• _STATED EXERCISE A_
Count the lines in the records that contain the string "above" (case counts), and give only the number.

Look at what has happened around the world in places devastated by economic embargoes, one-sided warfare, or the AIDS epidemic. Or, consider the problem of global warming, and how important it is for all of us to cooperate with efforts to curtail our uses of fossil fuels in order to reduce emissions of greenhouse gases.

Consider the "cultural revolutions" undertaken by totalitarian rulers. Notice how in virtually every case absolutist and dictatorial despots seek ever more severe limitations on free expression. They label "liberal" intellectuals "dangers to society" and expel "radical" professors from teaching posts because they might "corrupt the youth." Some use the power of their governmental or religious authority to crush not only their opposition but the moderates as well -- all in the name of maintaining the purity of their movement. They intimidate journalists and those media outlets which dare to comment "negatively" on their political and cultural goals or their heavy handed methods.

The historical evidence is there for us to see what happens when schools are closed or converted from places of education to places for indoctrination. We know what happens when children are no longer being taught truth-seeking, the skills of good reasoning, or the lessons of human history and basic science: Cultures disintegrate; communities collapse; the machinery of civilization fails; massive numbers of people die; and sooner or later social and political chaos ensues.

Or, imagine a media, a religious or political hegemony which cultivated, instead of critical thinking, all the opposite dispositions? Or consider if that hegemony reinforced uncritical, impulsive decision making and the "ready-shoot-aim" approach to executive action. Imagine governmental structures, administrators, and community leaders who, instead of encouraging critical thinking, were content to make knowingly irrational, illogical, prejudicial, unreflective, short-sighted, and unreasonable decisions.

How long might it take for the people in this society which does not value critical thinking to be at serious risk of foolishly harming themselves and each other?

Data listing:

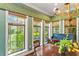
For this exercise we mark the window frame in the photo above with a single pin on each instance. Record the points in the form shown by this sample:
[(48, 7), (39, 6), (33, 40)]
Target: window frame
[(14, 24)]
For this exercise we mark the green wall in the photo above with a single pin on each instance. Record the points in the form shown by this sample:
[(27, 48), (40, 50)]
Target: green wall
[(2, 33), (21, 8)]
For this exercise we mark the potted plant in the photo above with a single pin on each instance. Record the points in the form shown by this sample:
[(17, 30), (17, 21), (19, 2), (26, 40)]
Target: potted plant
[(64, 46)]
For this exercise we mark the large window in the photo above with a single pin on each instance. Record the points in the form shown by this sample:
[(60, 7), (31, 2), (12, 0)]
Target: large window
[(55, 27), (70, 27), (36, 29), (16, 34)]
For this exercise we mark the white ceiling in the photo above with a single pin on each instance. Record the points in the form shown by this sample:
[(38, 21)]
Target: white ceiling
[(46, 8)]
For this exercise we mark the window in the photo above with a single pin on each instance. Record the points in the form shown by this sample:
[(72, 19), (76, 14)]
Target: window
[(16, 34), (37, 34), (55, 27), (70, 27)]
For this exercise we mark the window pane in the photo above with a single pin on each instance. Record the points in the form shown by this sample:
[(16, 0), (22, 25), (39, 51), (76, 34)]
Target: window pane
[(20, 20), (46, 34), (12, 40), (20, 36), (37, 31), (12, 19)]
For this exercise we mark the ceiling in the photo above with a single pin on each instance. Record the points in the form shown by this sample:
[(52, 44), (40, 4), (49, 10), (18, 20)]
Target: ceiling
[(47, 8)]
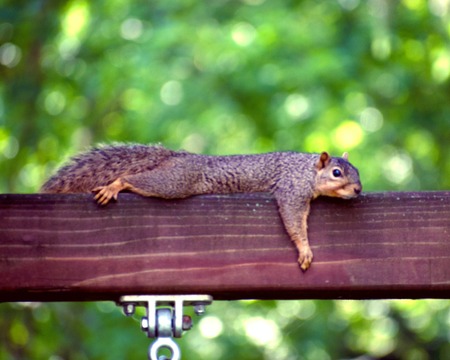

• _STATED EXERCISE B_
Rewrite the stretch of the passage on critical thinking that opens with the words containing "Look at what" and closes with "of greenhouse gases.", swapping "fossil fuels" for "coal and oil".

• _COMPLETE RESPONSE A_
8

• _COMPLETE RESPONSE B_
Look at what has happened around the world in places devastated by economic embargoes, one-sided warfare, or the AIDS epidemic. Or, consider the problem of global warming, and how important it is for all of us to cooperate with efforts to curtail our uses of coal and oil in order to reduce emissions of greenhouse gases.